§ **Problem statement**
Find "of the small" in the entries below; copy that line through the last, exactly, with no pictures.

§ **Available records**

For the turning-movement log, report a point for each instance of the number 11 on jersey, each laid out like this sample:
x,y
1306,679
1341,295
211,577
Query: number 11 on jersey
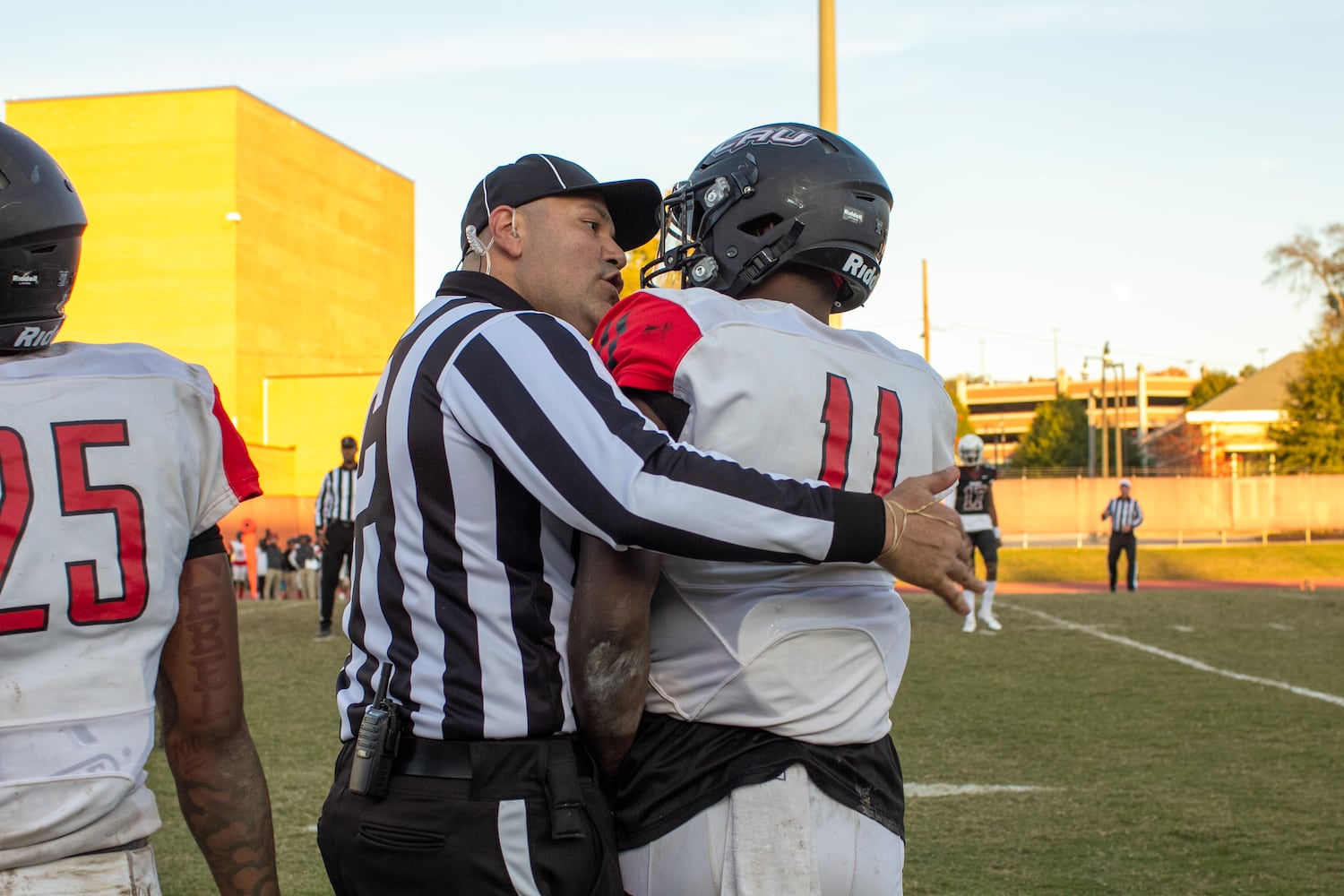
x,y
838,417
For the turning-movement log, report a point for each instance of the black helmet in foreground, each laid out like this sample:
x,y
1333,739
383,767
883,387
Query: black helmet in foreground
x,y
40,228
771,196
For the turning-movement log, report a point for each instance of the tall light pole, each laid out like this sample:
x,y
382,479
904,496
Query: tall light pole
x,y
925,265
827,77
827,67
1107,365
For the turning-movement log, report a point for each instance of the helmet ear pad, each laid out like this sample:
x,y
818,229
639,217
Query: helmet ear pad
x,y
779,195
42,223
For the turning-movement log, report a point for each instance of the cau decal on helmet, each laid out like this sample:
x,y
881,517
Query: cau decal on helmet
x,y
774,196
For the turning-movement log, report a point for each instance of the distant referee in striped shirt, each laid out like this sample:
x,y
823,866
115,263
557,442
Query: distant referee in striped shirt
x,y
494,438
333,517
1125,517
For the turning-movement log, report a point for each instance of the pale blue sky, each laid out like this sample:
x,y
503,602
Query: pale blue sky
x,y
1074,171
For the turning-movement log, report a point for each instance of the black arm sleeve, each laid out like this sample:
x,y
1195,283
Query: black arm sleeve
x,y
206,543
669,409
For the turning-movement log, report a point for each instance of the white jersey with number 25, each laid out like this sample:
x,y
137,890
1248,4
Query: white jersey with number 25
x,y
112,458
809,651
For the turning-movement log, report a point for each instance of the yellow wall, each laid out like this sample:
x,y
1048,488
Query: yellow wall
x,y
293,306
340,402
156,175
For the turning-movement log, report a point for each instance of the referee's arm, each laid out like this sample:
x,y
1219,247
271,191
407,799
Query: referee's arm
x,y
531,390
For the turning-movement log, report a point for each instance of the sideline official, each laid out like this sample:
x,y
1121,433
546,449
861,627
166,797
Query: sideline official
x,y
1125,517
333,517
495,435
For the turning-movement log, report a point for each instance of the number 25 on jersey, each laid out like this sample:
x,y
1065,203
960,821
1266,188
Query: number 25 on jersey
x,y
72,443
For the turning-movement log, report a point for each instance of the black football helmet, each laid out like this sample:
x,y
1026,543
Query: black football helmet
x,y
777,195
40,228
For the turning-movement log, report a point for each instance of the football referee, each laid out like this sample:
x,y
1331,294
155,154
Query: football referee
x,y
1125,517
333,517
495,437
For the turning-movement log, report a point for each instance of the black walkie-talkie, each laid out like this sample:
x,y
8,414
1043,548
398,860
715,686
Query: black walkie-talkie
x,y
376,743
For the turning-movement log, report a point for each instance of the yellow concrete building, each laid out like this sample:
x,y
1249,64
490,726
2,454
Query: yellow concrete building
x,y
233,236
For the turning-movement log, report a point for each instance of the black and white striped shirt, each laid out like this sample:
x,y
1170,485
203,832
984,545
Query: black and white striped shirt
x,y
336,498
494,435
1124,512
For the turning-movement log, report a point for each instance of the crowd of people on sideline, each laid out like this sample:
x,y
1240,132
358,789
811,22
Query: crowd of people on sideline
x,y
281,573
585,654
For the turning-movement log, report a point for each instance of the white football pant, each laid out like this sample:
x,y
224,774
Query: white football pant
x,y
782,836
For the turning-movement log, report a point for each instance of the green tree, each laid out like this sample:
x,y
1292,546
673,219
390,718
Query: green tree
x,y
1058,435
1210,386
1312,437
1311,265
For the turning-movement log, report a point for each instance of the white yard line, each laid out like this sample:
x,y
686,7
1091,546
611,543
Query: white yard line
x,y
959,790
1176,657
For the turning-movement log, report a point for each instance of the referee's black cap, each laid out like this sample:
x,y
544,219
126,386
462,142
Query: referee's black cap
x,y
634,204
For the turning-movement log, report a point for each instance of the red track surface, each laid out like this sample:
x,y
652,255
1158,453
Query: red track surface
x,y
1167,584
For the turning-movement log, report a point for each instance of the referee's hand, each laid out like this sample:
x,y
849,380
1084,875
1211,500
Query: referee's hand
x,y
925,541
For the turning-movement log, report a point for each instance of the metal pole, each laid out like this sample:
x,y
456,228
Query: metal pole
x,y
827,116
1120,422
1091,433
1105,441
925,263
827,56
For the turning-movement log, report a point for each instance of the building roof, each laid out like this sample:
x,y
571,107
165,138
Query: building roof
x,y
1261,392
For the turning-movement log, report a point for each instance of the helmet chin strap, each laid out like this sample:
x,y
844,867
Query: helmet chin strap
x,y
765,260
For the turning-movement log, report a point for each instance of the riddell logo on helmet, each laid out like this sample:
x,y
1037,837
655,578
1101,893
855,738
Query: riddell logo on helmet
x,y
762,136
34,338
855,268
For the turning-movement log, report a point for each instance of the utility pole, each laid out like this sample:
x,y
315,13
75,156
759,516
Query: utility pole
x,y
926,306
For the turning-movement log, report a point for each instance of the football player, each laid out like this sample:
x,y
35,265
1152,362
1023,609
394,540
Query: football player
x,y
762,759
975,503
116,465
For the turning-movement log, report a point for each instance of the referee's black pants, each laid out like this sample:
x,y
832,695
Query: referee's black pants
x,y
1129,544
519,817
340,546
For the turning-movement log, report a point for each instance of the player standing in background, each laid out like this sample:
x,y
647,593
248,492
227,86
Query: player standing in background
x,y
975,503
116,465
762,761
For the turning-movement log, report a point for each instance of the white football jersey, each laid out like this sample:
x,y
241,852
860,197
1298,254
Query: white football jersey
x,y
112,458
808,651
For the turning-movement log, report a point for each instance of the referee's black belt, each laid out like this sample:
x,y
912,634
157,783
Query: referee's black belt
x,y
426,758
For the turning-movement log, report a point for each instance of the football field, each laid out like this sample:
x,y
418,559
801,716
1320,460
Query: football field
x,y
1168,742
1174,742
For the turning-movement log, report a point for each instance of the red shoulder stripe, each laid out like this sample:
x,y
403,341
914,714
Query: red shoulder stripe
x,y
642,340
238,466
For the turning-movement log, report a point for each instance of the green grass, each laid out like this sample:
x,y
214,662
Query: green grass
x,y
1190,563
1155,778
290,685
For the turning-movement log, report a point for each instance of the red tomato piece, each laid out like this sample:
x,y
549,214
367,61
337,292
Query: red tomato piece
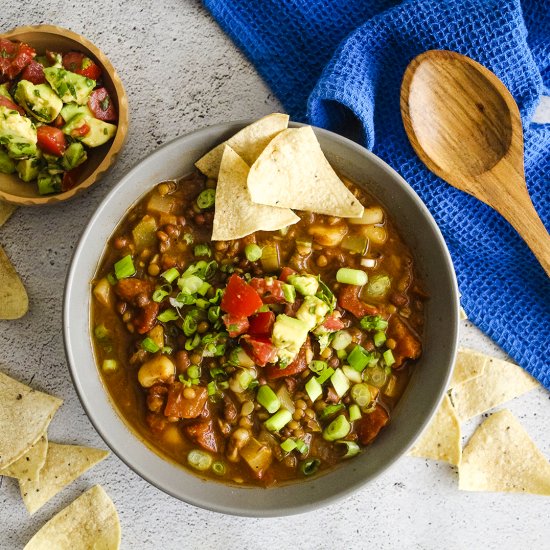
x,y
14,57
102,105
349,300
261,324
235,325
240,299
260,349
34,72
51,140
5,102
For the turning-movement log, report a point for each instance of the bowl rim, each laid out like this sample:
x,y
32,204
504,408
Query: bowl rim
x,y
122,124
250,511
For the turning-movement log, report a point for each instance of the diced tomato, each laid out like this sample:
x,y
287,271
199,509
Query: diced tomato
x,y
348,299
34,72
260,349
240,299
261,324
235,325
78,63
298,365
51,140
5,102
101,104
14,57
286,272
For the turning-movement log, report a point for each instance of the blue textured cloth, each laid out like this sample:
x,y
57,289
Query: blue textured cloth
x,y
338,64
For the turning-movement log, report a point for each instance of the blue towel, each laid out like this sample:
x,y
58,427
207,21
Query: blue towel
x,y
338,64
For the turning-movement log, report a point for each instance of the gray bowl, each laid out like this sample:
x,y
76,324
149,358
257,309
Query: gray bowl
x,y
416,407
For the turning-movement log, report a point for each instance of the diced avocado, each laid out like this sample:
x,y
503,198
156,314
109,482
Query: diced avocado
x,y
312,312
28,169
288,336
18,134
39,101
48,183
73,156
7,166
306,285
69,86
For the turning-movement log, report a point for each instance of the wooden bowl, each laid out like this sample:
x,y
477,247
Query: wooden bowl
x,y
49,37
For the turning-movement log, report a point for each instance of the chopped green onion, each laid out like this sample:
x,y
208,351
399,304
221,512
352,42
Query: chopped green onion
x,y
388,357
252,252
125,268
168,315
361,394
148,344
379,338
354,412
202,250
278,421
314,389
310,466
267,398
374,322
206,199
341,340
337,429
350,276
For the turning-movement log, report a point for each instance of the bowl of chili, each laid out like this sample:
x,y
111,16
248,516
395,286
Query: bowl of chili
x,y
88,342
23,45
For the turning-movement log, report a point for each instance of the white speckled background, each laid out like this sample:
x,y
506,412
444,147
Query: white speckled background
x,y
182,73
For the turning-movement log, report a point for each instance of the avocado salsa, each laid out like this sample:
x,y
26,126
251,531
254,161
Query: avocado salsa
x,y
261,360
52,107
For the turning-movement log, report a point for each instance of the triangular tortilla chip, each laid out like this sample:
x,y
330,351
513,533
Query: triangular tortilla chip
x,y
500,382
442,439
6,210
293,172
14,301
501,456
468,365
64,463
236,215
248,143
24,417
91,521
29,465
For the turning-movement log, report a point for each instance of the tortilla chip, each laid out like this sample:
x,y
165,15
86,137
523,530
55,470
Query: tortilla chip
x,y
468,365
64,463
501,456
24,417
236,215
500,382
29,465
293,172
442,439
248,143
14,301
91,521
6,210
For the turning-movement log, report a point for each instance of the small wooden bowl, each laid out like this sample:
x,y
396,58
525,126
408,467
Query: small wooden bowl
x,y
49,37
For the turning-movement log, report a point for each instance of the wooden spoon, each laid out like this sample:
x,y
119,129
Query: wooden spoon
x,y
465,126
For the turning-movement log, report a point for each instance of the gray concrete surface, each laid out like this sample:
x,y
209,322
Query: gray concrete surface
x,y
181,73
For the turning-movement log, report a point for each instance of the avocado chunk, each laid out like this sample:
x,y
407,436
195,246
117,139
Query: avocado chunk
x,y
312,312
69,86
18,134
28,169
306,285
39,101
7,166
73,156
288,337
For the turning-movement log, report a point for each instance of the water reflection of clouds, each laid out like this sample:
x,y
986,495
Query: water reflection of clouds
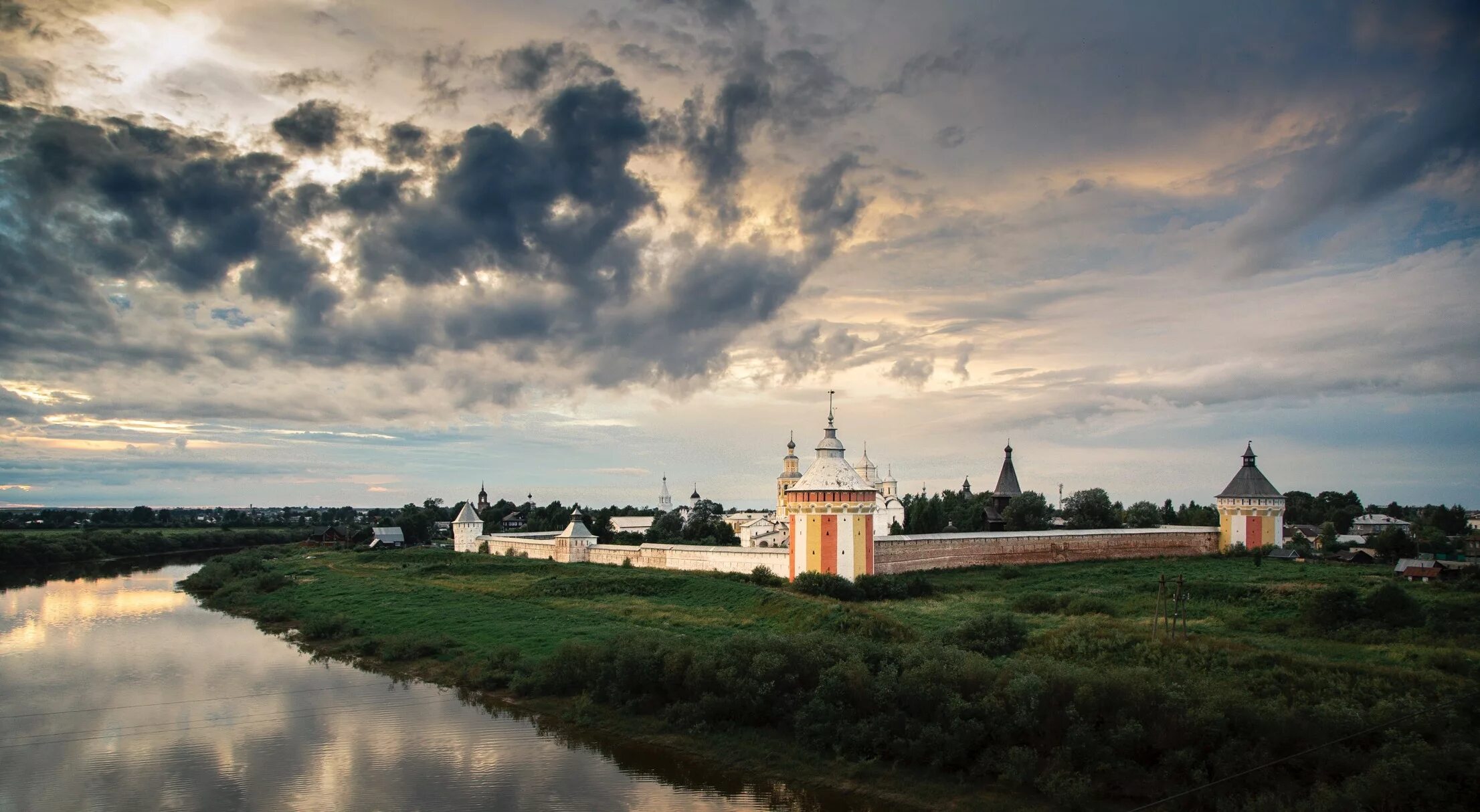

§ **Task result**
For the turning-movement log, report a point for each instance of the small wooden bowl, each laid out like this sample:
x,y
396,58
525,126
408,467
Query: small wooden bowl
x,y
49,37
For the turning-movement log, report a point for each instance of the wooden spoon, each laid out like this sample:
x,y
119,129
Query: wooden spoon
x,y
465,126
For the turning-movement log, report a point for each instance of the gray concrete surface, each laid out like this sample:
x,y
209,322
Query: gray concrete surface
x,y
181,73
For the turning-movement log, report a point for each instance of the avocado chunk, each laid out like this sample:
x,y
407,436
195,246
117,139
Query: avocado chunk
x,y
312,312
69,86
18,134
28,169
306,285
39,101
7,166
73,156
288,337
For the turning-movement log, report a point for each instance of the water reflection of clouds, each laid out like this sample:
x,y
986,495
Query: water reflection of clouds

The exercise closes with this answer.